Cannot start training with TensorFlow 2.0 and distribute.MirroredStrategy
makercob opened this issue · 6 comments
makercob commented
Describe the Bug
Cannot start training with TensorFlow 2.0 and distribute.MirroredStrategy.
Version Info
TensorFlow 2.0beta1
Python 3.6.8
- [ yes] I'm using the latest version
Minimal Codes To Reproduce
strategy = tf.distribute.MirroredStrategy(devices=FLAGS.compute_devices,
cross_device_ops=tf.distribute.HierarchicalCopyAllReduce())
with strategy.scope():
optimizer = RAdam(learning_rate=1e-3)
model.compile(optimizer=optimizer, ... run_eagerly=False)
model.fit(train_dataset)
CyberZHG commented
Try changing this line
keras-radam/keras_radam/optimizer_v2.py
Line 65 in 7bfd0c0
to
self._set_hyper('total_steps', float(total_steps))

YOUR GOAL: Write the next part of the issue thread about training with MirroredStrategy in TensorFlow 2.0. The items after this thread aren't needed.

GIVEN DATA:

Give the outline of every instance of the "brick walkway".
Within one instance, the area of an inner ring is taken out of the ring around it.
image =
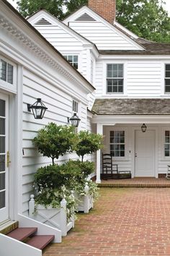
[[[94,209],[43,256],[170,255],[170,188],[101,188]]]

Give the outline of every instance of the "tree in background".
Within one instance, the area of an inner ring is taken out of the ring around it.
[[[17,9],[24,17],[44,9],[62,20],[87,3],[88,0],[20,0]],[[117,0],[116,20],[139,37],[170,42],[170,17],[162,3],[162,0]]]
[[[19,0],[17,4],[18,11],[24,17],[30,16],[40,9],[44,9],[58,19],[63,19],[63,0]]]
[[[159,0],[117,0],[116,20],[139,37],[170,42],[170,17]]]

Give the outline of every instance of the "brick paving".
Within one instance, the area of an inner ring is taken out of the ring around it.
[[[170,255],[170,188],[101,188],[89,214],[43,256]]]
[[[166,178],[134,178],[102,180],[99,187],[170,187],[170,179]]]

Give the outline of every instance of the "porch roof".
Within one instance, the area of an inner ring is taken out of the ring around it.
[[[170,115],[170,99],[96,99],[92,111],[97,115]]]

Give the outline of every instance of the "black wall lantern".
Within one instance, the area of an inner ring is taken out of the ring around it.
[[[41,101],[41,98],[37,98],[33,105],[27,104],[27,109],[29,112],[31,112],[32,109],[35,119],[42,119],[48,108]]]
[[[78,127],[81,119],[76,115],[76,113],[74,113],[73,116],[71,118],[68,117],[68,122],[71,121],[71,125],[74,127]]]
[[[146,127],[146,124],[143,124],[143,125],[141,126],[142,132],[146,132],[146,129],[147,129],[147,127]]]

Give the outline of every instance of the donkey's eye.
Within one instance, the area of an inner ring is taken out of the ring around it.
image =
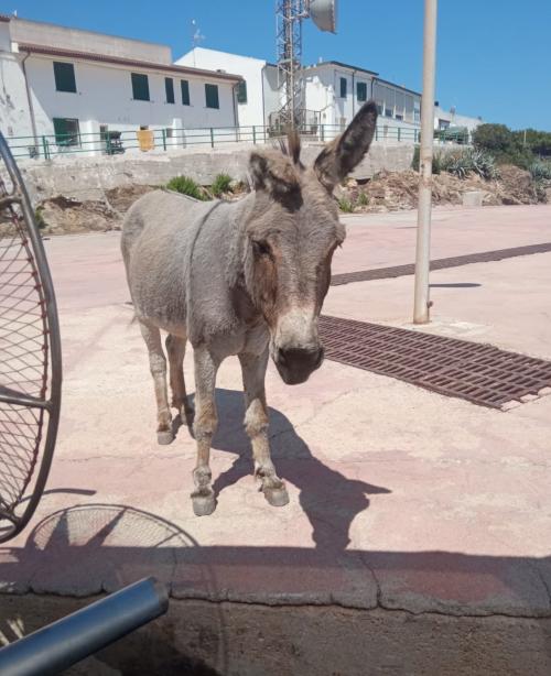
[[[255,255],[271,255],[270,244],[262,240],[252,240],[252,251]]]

---

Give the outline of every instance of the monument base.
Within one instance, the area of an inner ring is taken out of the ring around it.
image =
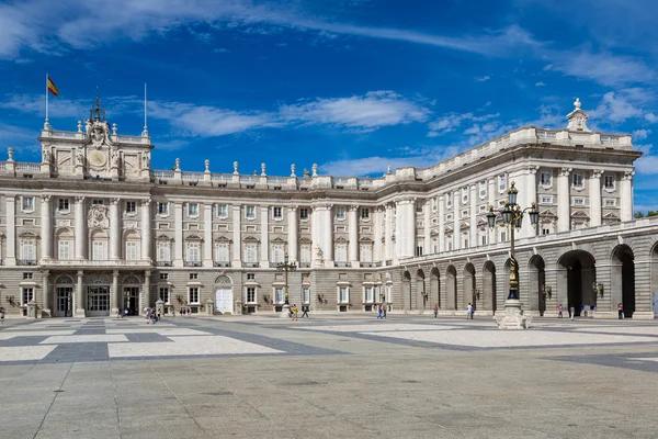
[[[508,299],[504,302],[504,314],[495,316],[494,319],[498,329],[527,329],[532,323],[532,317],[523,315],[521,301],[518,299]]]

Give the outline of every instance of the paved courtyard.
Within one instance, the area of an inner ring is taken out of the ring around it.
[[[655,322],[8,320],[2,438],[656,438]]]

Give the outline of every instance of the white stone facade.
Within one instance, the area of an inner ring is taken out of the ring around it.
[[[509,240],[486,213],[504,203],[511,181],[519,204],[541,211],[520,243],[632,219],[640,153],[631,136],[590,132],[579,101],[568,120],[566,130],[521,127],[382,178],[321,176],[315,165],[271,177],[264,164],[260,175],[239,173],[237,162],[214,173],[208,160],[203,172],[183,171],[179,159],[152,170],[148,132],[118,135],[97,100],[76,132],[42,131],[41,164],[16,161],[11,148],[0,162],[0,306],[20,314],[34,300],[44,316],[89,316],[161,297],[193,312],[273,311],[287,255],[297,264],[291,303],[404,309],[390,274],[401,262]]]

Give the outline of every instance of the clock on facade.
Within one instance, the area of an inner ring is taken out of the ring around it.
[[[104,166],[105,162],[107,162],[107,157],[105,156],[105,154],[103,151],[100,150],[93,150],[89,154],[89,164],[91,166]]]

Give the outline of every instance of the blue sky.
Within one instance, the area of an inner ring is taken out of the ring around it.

TASK RESULT:
?
CyberZHG commented
I think it's because the optimizer is implemented with pure python (compares to c++ & cuda).
makercob commented
my bad. Issues in my code might be the culprit of performance drop.
makercob commented
@CyberZHG Compared to native SGD optimizer, same training time consumption per epoch is observed. Convergence is however, much much faster. Thanks!
CyberZHG commented
I've made a new release for this issue. You can upgrade to 0.7.0
if you're using pip
.